Labeled area outline items:
────────────────────────────────────────
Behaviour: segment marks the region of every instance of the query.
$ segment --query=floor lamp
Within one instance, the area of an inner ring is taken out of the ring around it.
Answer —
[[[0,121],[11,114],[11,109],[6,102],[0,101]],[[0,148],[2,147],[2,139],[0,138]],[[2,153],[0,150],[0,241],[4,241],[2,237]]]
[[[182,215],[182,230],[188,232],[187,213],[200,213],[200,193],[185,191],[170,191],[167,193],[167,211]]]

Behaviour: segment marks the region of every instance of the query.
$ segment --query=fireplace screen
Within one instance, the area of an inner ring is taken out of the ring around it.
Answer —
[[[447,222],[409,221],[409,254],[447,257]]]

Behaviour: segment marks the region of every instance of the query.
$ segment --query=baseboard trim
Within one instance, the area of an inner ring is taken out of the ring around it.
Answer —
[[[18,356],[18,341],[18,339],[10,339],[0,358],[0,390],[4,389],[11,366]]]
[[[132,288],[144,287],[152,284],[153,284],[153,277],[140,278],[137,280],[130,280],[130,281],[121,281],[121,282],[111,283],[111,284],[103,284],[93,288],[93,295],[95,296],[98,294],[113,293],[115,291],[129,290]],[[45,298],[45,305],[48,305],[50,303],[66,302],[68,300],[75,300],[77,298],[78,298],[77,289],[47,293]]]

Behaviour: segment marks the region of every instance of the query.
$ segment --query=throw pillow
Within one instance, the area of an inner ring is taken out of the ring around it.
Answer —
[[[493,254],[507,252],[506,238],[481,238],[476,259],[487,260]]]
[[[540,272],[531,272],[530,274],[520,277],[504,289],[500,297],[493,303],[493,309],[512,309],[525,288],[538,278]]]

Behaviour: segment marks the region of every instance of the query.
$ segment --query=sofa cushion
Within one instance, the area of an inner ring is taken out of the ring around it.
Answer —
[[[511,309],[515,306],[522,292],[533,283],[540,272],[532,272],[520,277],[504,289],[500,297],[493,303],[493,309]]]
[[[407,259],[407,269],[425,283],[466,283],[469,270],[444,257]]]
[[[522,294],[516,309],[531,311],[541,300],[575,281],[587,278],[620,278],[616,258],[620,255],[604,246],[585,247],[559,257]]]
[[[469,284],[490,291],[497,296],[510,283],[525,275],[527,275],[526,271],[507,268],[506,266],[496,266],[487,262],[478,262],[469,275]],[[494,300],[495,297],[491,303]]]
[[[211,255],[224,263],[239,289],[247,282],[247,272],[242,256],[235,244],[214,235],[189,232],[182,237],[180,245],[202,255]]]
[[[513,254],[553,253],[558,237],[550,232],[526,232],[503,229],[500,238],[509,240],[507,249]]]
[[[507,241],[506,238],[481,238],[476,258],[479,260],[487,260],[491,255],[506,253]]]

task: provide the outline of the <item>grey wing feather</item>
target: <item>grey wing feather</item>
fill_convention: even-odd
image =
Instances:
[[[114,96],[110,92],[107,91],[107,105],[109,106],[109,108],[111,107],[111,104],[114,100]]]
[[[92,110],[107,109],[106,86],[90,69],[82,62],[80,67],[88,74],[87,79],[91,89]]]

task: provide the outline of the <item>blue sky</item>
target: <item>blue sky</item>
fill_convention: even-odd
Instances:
────────────────────────────────────────
EXERCISE AIM: Recast the lines above as a numbered list, from the line containing "task: provide the outline of the <item>blue" through the end of the records, both included. Leave out any blank lines.

EXERCISE RESULT:
1. task: provide the outline of the <item>blue sky</item>
2. target: <item>blue sky</item>
3. fill_convention: even-odd
4. Instances:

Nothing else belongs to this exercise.